== Segment start ==

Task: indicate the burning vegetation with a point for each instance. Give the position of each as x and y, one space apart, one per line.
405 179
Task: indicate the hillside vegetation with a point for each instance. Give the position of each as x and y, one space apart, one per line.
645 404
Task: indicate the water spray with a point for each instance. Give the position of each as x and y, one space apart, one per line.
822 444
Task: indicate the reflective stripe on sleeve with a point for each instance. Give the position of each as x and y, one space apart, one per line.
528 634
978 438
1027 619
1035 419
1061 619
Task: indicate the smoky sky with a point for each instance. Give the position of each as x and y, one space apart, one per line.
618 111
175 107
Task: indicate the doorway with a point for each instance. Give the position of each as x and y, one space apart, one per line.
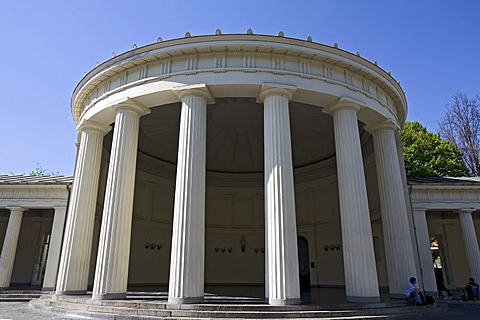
303 264
439 258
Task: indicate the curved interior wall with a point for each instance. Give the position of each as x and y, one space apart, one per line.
235 212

== Segment end ==

Task to carry out
Every line above must be printed again exactly, pictures excluded.

Task output
Task: indicate the burning vegetation with a point for each instance. Give the position of each as x and y, one space apart, one per line.
405 179
Task: indicate the hillside vegetation with a point for each instance. Give the position of each as x and y, one space apart, one per line.
645 404
Task: indicate the water spray with a point for each instance. Give the position of each as x and y, one space apart, one per line.
822 444
Task: indicate the reflective stripe on sleeve with a point for each instance. Give the position of each as x and y, one space apart, one per line.
528 634
978 438
1027 619
1035 419
1061 619
Task: indicate the smoky sky with a point for each instance. Give the position of each as x and y, one space apart, one per line.
618 111
175 107
Task: indicate the doorway with a point for each instance. Give the position of each as x and y, one space apart, one per line.
303 264
439 258
Task: indicate the curved interior wall with a point for each instance. Give the position of each as x and y, one space apart, one per line.
235 212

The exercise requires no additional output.